• [WHAT TO WORK ON]:
Rewrite the data from the line with "out the asphalt" up to and including the line with "(1053, 783)", substituting "paved street" for "asphalt road" and leaving everything else unchanged.

————

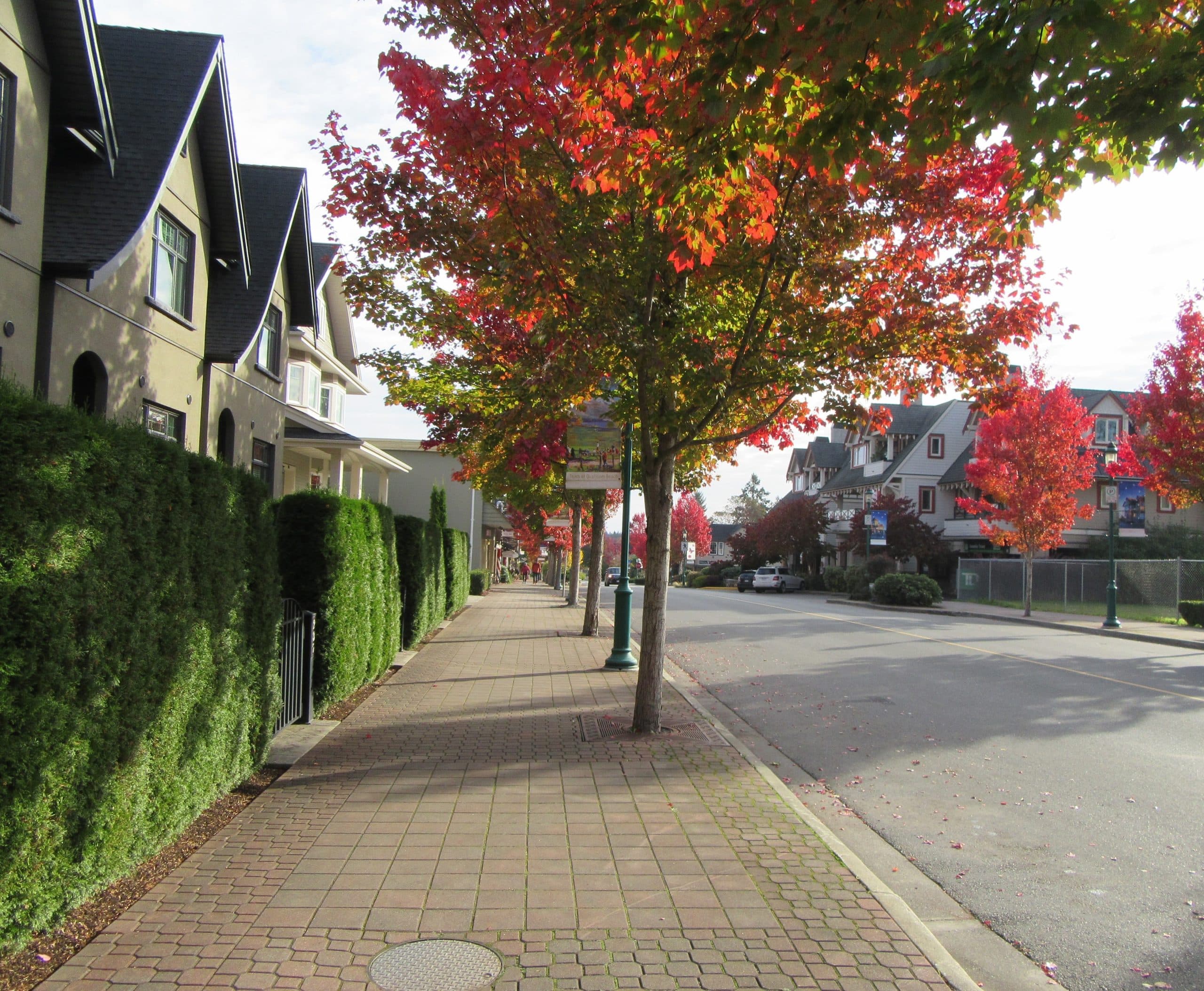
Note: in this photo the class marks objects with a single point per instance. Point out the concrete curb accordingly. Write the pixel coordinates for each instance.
(1099, 631)
(900, 911)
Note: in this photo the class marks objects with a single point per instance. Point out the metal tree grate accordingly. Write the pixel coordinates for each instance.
(595, 729)
(436, 965)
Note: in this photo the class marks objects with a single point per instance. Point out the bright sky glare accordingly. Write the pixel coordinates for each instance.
(1130, 251)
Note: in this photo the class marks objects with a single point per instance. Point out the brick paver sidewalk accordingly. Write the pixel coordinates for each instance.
(464, 799)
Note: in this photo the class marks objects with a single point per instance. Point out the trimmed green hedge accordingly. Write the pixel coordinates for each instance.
(339, 559)
(420, 564)
(455, 563)
(139, 616)
(901, 589)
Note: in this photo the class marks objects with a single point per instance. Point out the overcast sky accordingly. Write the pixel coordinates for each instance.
(1131, 251)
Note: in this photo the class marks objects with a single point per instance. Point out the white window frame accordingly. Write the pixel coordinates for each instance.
(1102, 422)
(268, 355)
(8, 134)
(180, 264)
(171, 418)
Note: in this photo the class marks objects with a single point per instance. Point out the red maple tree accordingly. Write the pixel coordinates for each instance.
(1031, 459)
(714, 300)
(1166, 449)
(689, 526)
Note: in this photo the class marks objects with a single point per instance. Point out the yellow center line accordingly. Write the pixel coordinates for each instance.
(983, 651)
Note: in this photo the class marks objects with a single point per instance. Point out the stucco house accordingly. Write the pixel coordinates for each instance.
(158, 278)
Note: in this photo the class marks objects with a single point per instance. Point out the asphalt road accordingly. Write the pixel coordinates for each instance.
(1053, 783)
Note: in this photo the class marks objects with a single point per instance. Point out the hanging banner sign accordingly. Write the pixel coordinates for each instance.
(1131, 507)
(595, 448)
(878, 528)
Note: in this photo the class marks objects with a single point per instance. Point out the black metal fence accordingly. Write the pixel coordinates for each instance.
(1069, 582)
(297, 666)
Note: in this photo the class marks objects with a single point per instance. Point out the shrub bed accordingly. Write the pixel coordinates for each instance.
(455, 564)
(139, 614)
(1192, 611)
(420, 566)
(907, 590)
(339, 558)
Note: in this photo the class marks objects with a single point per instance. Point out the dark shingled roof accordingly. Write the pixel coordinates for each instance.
(156, 80)
(323, 258)
(79, 88)
(277, 228)
(310, 434)
(826, 454)
(914, 421)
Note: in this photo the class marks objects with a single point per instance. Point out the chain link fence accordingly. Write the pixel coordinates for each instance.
(1069, 582)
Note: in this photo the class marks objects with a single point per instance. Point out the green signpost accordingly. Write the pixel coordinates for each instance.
(620, 654)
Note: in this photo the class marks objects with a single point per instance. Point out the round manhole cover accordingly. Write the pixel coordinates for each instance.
(436, 965)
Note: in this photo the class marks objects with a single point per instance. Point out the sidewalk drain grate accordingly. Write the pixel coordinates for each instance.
(595, 729)
(436, 965)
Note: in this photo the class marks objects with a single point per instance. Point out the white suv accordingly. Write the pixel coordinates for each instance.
(776, 580)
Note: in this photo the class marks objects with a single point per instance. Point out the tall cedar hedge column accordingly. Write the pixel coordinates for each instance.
(339, 559)
(140, 610)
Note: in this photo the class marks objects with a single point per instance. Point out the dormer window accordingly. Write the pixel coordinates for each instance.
(333, 402)
(322, 320)
(1107, 430)
(269, 357)
(171, 267)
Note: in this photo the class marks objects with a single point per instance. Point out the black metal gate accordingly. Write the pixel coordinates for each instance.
(297, 665)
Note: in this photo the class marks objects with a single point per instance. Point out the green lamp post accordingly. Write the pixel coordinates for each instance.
(1110, 621)
(620, 654)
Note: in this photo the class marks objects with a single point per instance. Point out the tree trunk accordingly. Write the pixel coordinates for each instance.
(575, 566)
(1029, 584)
(594, 589)
(659, 510)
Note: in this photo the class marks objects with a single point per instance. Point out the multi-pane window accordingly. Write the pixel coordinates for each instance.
(8, 134)
(163, 423)
(263, 462)
(1107, 429)
(322, 324)
(332, 404)
(269, 357)
(173, 265)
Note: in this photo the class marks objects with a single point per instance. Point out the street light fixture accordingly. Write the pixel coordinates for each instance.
(622, 658)
(1110, 621)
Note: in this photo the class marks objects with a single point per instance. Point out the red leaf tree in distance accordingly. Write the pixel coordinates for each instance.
(714, 292)
(689, 526)
(1166, 449)
(1031, 459)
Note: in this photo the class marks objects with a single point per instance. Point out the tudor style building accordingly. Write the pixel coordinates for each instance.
(923, 457)
(158, 278)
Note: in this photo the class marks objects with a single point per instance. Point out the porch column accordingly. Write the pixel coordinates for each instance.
(336, 471)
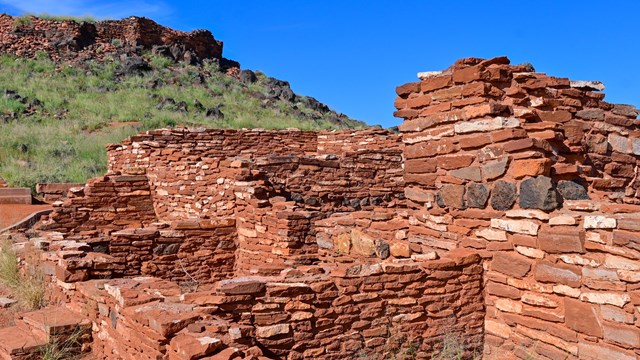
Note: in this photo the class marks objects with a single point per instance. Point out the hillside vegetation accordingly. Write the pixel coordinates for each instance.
(55, 119)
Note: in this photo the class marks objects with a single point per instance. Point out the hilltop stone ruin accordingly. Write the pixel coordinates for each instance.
(505, 217)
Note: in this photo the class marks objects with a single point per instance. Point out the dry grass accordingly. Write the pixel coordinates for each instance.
(64, 347)
(26, 285)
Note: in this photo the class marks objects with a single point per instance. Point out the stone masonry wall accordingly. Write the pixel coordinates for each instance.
(330, 312)
(105, 204)
(539, 175)
(78, 41)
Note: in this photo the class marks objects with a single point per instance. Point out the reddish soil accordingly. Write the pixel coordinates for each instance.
(11, 214)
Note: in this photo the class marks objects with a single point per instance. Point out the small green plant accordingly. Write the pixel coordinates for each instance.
(116, 42)
(64, 347)
(27, 286)
(9, 270)
(455, 347)
(160, 62)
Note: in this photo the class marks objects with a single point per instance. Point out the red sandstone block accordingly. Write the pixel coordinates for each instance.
(419, 101)
(561, 239)
(473, 141)
(517, 145)
(559, 116)
(435, 83)
(511, 264)
(447, 94)
(451, 162)
(529, 167)
(468, 101)
(436, 108)
(557, 273)
(469, 74)
(422, 150)
(508, 134)
(408, 88)
(406, 113)
(503, 290)
(400, 103)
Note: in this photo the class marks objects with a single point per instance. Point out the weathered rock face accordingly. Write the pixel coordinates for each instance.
(70, 40)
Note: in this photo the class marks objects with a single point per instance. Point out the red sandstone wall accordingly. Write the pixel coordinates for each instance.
(69, 40)
(106, 204)
(372, 311)
(538, 174)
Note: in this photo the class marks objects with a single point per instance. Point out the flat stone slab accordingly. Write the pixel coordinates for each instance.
(17, 341)
(6, 302)
(55, 320)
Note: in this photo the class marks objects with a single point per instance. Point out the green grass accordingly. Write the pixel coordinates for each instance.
(26, 286)
(63, 139)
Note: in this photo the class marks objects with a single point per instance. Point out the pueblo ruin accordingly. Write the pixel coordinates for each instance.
(504, 216)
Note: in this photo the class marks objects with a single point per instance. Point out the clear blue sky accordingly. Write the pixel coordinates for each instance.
(352, 54)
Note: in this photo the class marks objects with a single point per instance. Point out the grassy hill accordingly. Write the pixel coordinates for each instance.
(56, 118)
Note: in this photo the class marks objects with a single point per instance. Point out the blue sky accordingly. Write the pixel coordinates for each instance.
(352, 54)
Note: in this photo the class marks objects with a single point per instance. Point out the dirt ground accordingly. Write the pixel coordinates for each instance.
(11, 214)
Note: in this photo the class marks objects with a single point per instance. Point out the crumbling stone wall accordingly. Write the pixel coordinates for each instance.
(329, 312)
(534, 173)
(539, 175)
(105, 204)
(78, 41)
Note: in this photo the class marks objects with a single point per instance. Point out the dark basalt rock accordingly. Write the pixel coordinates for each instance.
(477, 195)
(503, 196)
(538, 193)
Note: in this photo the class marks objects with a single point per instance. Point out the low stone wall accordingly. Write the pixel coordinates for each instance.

————

• [RESULT OF THIS TASK]:
Note: in this photo the class marks objects with a single point per instance. Point out the paved street accordingly. Write the pixel coordinates for each instance.
(1053, 783)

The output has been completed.